[PAGE EXTRACT]:
+ + +

The backup is stored in a nfs remote. I just mounted the same nfs with exactly the same mount options in the XEN host directly and tried to import the image through the cli by specifing filename and sr-uuid paramaters. It completed successfully after 8 mins. However I'm unable to restore the same image through XEN Orchestra, no matter where it is located (nfs, samba, locally). Orchestra VM is located in the same XEN host.
Another think I'd like to point out is that I'm getting the VDI_IO_ERROR when trying to restore delta backup. When trying to restore another image which is full backup, I'm getting the error IMPORT_ERROR_PREMATURE_EOF(), after exactly 5 minutes. -
So there is something interrupting the connection between your XO and XCP-ng after 5 minutes.
-
That's also something I considered by I can't explain how something like this is possible to happen. XO runs on the same host which has the issue. All the while I'm able to restore backups fine on another host which is in the same LAN and has exactly the same xcp version.
Many thanks for you help @olivierlambert . Will concentrate my investigation on the interconnection between xen-host and XO. Will come back if I find anything. -
I suppose you are in HTTPS between XO and XCP-ng?
Can you reproduce the issue with XOA in
latest
channel? -
I updated XO to latest commit (a2267), but still the same issue. In the end I gave up and reinstalled XO completely from scratch, by doing the exact same steps I did last time, in order to see where it breaks. OS + packages are the same, plugins + conf the same, everything. Only this time I'm able to restore backups successfully even though the two installs are identical. I'm suspecting some type of file corruption but I'm not sure. I already checked the whole xen-orchestra directory for any differences but could only find this one:
./node_modules/.yarn-integrity
4268a4269,4274"argon2@0.28.5": [ "lib", "lib/binding", "lib/binding/napi-v3", "lib/binding/napi-v3/argon2.node" ],
I'm trying to compare the two installations further when I have time in order to see why the one works while the other doesn't. For now I'm able to restore backups at least.
Many thanks for your help @olivierlambert . -
You are welcome. Weird issue indeed

+ + +

[SUPPLIED ENTRIES]:
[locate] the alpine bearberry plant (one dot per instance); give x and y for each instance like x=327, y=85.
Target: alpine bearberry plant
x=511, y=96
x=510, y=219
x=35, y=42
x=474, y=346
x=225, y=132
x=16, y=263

+ + +

[WORK INSTRUCTIONS]: Reproduce the passage of the backup-restore thread between "Another think I'd" and "XO and XCP-ng?", inclusive. The rows can be set aside, since nothing here draws on them.

[WRITTEN REPLY]:
Another think I'd like to point out is that I'm getting the VDI_IO_ERROR when trying to restore delta backup. When trying to restore another image which is full backup, I'm getting the error IMPORT_ERROR_PREMATURE_EOF(), after exactly 5 minutes. -
So there is something interrupting the connection between your XO and XCP-ng after 5 minutes.
-
That's also something I considered by I can't explain how something like this is possible to happen. XO runs on the same host which has the issue. All the while I'm able to restore backups fine on another host which is in the same LAN and has exactly the same xcp version.
Many thanks for you help @olivierlambert . Will concentrate my investigation on the interconnection between xen-host and XO. Will come back if I find anything. -
I suppose you are in HTTPS between XO and XCP-ng?